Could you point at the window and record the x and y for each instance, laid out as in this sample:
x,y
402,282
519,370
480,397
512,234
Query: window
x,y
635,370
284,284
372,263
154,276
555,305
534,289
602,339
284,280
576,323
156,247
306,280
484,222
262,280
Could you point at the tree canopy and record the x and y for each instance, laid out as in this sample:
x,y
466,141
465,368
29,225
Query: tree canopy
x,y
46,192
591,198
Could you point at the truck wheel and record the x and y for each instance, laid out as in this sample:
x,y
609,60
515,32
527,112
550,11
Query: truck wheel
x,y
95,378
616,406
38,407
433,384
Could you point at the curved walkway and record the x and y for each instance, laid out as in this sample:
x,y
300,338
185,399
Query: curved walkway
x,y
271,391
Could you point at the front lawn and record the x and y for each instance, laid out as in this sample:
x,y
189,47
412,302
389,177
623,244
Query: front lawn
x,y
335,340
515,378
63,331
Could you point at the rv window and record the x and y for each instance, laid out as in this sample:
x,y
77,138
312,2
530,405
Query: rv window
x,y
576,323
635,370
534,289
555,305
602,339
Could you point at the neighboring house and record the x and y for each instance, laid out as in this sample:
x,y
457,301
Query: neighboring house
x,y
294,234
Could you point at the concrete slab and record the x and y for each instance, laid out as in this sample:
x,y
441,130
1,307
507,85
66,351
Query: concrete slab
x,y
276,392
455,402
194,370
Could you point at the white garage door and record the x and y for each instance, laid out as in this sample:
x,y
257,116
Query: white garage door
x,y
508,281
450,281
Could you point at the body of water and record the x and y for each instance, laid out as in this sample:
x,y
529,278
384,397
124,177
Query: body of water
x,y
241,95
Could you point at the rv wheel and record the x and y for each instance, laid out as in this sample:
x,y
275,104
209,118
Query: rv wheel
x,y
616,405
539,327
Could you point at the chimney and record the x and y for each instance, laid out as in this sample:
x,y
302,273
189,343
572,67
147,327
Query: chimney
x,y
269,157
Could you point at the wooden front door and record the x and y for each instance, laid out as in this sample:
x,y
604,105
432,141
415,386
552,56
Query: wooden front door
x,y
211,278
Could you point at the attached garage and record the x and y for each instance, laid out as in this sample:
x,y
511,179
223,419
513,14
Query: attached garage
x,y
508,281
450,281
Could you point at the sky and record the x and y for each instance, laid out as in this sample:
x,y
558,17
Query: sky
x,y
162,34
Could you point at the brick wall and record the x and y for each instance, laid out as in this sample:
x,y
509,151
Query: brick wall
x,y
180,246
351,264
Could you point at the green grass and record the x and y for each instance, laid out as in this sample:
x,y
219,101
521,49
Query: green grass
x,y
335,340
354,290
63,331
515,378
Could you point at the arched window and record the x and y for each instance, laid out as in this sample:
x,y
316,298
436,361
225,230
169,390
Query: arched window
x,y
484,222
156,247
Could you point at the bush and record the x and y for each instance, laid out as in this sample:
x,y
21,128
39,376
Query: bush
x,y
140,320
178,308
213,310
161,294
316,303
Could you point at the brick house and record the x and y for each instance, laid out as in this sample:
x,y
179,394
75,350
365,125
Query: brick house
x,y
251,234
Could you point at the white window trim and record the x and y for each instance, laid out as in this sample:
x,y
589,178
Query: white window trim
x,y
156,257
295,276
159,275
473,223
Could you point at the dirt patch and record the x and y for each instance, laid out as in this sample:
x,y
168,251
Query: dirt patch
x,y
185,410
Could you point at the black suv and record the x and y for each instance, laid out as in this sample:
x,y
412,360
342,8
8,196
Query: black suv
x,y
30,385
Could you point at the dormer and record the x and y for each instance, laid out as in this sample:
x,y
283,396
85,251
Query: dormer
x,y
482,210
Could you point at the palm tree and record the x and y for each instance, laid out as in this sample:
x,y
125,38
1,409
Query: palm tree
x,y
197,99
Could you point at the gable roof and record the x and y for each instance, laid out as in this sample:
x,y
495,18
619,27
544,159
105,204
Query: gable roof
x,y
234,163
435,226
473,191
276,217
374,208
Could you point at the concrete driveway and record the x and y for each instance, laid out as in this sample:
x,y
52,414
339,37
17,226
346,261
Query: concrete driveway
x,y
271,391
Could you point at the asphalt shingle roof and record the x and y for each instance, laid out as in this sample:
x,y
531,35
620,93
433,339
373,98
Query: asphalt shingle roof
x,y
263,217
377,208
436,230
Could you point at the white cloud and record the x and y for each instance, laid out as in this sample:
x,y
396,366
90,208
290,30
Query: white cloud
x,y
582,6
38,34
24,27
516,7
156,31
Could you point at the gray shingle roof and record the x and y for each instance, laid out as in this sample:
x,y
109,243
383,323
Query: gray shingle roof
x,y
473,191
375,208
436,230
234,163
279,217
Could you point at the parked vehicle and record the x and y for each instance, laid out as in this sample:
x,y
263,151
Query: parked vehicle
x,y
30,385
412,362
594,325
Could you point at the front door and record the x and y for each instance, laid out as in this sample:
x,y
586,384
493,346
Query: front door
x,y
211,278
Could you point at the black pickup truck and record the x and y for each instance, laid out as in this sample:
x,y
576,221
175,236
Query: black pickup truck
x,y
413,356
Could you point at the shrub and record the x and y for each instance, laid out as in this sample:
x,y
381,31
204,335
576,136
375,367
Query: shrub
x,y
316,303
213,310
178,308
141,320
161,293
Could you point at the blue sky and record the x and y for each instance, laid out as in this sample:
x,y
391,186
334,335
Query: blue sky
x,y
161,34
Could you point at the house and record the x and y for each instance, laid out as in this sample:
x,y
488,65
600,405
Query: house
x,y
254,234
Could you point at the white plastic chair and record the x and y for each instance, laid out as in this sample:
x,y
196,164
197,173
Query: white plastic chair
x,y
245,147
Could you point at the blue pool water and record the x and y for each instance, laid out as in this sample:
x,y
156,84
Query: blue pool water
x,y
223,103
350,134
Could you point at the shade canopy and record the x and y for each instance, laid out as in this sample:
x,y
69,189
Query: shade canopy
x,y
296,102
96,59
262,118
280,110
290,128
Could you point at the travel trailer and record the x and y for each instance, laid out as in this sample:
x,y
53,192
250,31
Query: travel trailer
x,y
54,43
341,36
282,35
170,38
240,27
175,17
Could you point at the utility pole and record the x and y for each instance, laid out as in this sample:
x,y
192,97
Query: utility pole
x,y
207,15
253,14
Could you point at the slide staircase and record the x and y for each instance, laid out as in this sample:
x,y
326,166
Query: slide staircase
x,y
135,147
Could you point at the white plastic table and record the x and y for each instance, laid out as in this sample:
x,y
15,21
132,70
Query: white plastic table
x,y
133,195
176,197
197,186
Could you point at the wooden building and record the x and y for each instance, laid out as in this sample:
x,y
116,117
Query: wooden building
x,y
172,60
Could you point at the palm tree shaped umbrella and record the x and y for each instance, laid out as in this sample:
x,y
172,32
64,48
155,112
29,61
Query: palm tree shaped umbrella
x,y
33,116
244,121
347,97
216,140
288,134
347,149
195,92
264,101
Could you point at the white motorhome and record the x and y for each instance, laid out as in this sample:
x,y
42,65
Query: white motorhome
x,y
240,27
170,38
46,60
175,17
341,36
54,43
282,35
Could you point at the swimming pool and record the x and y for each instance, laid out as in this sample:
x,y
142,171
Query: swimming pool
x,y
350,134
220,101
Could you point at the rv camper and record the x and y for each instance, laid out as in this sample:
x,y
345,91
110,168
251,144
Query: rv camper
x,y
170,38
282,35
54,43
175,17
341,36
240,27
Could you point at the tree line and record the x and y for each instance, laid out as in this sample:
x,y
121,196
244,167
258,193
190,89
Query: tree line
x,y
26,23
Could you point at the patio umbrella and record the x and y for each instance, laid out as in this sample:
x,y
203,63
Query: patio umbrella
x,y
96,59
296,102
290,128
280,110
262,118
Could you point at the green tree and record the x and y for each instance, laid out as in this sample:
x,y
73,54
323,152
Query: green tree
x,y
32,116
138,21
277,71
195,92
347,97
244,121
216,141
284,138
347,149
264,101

+ + + + +

PROBLEM REQUIREMENTS: A word-for-word copy of the lines above from the one with "Query: rv window" through the one with "Could you point at the attached", inclusive, is the only output wanted.

ANSWER TO THE PROBLEM:
Query: rv window
x,y
576,323
635,370
534,289
555,305
602,339
Could you point at the neighboring house and record the x and y for each instance, laid out as in this sample:
x,y
457,301
Query: neighboring house
x,y
294,234
Could you point at the concrete slab and record the x and y for each instance, laid out as in this sample:
x,y
441,130
1,307
507,85
66,351
Query: concrete slab
x,y
276,392
455,402
194,370
Could you point at the white garage door and record the x and y for each instance, laid out as in this sample:
x,y
257,116
Query: white garage door
x,y
508,281
450,281
Could you point at the body of water and record the x and y for each instance, laid out as in this sample:
x,y
529,278
384,397
124,177
Query: body of water
x,y
241,95
Could you point at the rv wheel and record the x and y for each instance, laid out as in this sample:
x,y
275,104
209,118
Query: rv wheel
x,y
616,405
539,327
Could you point at the chimney and record the x and y for each instance, laid out as in this sample:
x,y
302,273
189,343
572,67
147,327
Query: chimney
x,y
269,157
Could you point at the wooden front door and record the x and y for each instance, laid out as in this sample:
x,y
604,105
432,141
415,386
552,56
Query: wooden front door
x,y
211,278
Could you point at the attached garage and record the x and y for each instance, laid out as in this sample:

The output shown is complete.